===== DATA FOR THIS TASK =====

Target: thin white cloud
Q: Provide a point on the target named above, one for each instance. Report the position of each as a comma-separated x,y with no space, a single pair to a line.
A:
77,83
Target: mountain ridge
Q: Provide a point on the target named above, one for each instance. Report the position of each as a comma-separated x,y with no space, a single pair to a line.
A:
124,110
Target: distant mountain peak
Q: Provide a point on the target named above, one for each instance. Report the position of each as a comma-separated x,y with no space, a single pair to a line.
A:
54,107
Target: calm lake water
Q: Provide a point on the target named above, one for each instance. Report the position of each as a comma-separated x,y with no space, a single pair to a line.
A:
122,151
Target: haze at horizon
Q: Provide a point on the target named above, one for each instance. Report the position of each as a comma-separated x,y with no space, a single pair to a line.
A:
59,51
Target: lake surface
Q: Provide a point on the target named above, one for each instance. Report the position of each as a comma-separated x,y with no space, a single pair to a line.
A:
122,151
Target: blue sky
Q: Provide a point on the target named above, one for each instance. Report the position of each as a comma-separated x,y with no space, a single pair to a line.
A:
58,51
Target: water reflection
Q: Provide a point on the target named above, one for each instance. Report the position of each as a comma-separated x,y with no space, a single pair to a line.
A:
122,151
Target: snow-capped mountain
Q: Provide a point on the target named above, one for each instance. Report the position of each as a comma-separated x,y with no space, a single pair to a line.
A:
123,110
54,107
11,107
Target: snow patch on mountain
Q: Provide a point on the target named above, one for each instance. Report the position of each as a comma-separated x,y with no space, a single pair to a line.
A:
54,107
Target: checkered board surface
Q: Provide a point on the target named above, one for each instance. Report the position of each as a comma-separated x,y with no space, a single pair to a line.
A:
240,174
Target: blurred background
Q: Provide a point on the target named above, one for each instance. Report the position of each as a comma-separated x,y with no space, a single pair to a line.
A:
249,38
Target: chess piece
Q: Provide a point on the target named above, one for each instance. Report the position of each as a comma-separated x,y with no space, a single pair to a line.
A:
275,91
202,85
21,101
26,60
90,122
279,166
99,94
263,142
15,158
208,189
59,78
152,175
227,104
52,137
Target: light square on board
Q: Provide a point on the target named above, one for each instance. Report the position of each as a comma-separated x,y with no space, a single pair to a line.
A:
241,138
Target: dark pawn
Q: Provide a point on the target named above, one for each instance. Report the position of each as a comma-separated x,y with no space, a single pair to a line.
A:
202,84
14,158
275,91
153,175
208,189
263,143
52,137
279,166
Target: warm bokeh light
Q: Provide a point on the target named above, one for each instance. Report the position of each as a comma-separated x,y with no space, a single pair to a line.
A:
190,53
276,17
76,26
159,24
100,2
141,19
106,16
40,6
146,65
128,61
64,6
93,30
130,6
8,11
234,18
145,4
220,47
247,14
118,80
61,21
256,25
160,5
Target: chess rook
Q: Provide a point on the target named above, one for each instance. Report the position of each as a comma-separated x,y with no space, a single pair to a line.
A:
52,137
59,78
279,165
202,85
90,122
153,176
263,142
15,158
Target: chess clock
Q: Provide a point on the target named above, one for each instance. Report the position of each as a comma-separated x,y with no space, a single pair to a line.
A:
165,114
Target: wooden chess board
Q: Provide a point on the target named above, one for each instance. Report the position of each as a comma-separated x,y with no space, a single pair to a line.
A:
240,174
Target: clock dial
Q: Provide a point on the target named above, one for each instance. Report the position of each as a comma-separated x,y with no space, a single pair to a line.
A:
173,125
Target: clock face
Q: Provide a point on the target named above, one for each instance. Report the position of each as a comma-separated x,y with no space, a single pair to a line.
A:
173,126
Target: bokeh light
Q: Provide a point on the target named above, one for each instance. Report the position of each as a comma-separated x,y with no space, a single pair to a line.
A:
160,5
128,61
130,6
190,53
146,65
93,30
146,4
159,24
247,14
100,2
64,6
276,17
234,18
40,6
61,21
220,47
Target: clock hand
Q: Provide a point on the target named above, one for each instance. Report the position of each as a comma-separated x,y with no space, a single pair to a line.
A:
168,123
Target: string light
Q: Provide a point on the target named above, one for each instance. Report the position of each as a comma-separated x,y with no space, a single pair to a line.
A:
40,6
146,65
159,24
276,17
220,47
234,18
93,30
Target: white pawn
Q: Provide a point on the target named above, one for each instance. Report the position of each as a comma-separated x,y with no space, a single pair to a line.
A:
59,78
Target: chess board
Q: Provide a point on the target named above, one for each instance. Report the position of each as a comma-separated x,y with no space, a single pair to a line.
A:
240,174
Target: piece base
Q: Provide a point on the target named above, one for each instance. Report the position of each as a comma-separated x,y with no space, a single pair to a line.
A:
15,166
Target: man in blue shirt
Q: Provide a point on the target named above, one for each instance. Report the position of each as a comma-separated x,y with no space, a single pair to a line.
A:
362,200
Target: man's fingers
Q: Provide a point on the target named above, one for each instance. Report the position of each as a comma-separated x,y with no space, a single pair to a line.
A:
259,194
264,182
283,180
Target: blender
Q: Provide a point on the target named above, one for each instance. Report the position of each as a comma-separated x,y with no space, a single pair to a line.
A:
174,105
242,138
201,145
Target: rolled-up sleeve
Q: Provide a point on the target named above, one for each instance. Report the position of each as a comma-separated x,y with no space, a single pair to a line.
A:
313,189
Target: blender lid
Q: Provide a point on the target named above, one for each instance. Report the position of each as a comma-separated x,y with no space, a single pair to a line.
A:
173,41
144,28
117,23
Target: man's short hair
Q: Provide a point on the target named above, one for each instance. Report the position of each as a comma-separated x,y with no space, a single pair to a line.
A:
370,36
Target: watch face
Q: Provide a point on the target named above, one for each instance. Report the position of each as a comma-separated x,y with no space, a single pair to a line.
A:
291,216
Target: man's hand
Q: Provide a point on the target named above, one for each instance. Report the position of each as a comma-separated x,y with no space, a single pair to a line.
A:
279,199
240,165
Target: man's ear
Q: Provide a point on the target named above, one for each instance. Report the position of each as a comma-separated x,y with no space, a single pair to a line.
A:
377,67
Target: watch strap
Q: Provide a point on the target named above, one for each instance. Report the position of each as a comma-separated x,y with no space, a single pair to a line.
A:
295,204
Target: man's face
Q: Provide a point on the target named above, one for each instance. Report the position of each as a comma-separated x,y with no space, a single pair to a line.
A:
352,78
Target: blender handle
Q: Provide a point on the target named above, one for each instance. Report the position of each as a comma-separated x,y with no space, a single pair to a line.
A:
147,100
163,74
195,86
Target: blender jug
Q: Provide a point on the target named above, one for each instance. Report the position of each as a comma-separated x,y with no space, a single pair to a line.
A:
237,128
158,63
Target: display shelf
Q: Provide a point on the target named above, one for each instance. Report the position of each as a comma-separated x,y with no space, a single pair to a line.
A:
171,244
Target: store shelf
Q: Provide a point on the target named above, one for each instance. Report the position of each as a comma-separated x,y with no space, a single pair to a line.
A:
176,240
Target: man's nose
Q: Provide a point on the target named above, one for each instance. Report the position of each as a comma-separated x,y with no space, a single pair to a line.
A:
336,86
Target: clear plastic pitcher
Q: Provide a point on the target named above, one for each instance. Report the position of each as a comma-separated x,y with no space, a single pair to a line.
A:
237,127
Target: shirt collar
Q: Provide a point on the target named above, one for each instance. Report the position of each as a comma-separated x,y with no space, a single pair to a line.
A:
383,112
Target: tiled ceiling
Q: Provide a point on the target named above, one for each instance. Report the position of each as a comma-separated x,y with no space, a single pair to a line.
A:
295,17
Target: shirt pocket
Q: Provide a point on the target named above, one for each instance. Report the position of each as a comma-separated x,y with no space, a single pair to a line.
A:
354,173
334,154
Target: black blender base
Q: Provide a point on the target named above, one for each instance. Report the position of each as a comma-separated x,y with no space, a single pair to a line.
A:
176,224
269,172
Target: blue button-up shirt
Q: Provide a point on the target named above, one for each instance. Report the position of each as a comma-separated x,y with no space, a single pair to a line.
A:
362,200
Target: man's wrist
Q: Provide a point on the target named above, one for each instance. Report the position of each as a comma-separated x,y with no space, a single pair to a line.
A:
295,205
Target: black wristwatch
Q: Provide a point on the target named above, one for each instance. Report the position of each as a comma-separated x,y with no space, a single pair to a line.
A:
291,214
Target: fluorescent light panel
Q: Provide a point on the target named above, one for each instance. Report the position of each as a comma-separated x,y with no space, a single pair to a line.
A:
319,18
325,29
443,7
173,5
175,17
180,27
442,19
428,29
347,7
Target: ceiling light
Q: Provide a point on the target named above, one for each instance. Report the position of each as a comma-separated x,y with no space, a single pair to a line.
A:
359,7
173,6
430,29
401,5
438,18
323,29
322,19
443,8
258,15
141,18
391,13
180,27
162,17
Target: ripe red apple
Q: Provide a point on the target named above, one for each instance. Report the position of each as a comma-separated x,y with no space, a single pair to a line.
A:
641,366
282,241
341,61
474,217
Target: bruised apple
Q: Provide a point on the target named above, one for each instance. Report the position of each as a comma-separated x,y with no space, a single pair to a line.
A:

=====

STATED EXERCISE | Locate "Target: ripe red apple" in the material, then quote the line that contains it and all lines after it through the final one.

RESULT OF THIS EXERCISE |
Target: ripe red apple
Q: Provide a point on the target named above, one for each instance. Report the position of each as a comma-separated x,y with no space, a single pair to a line.
A:
641,366
282,241
341,61
474,217
Target: bruised apple
Q: Provide a point on the target named above, one for each instance. Report the position of each as a comma-separated x,y with no space, a single pair to a line.
A:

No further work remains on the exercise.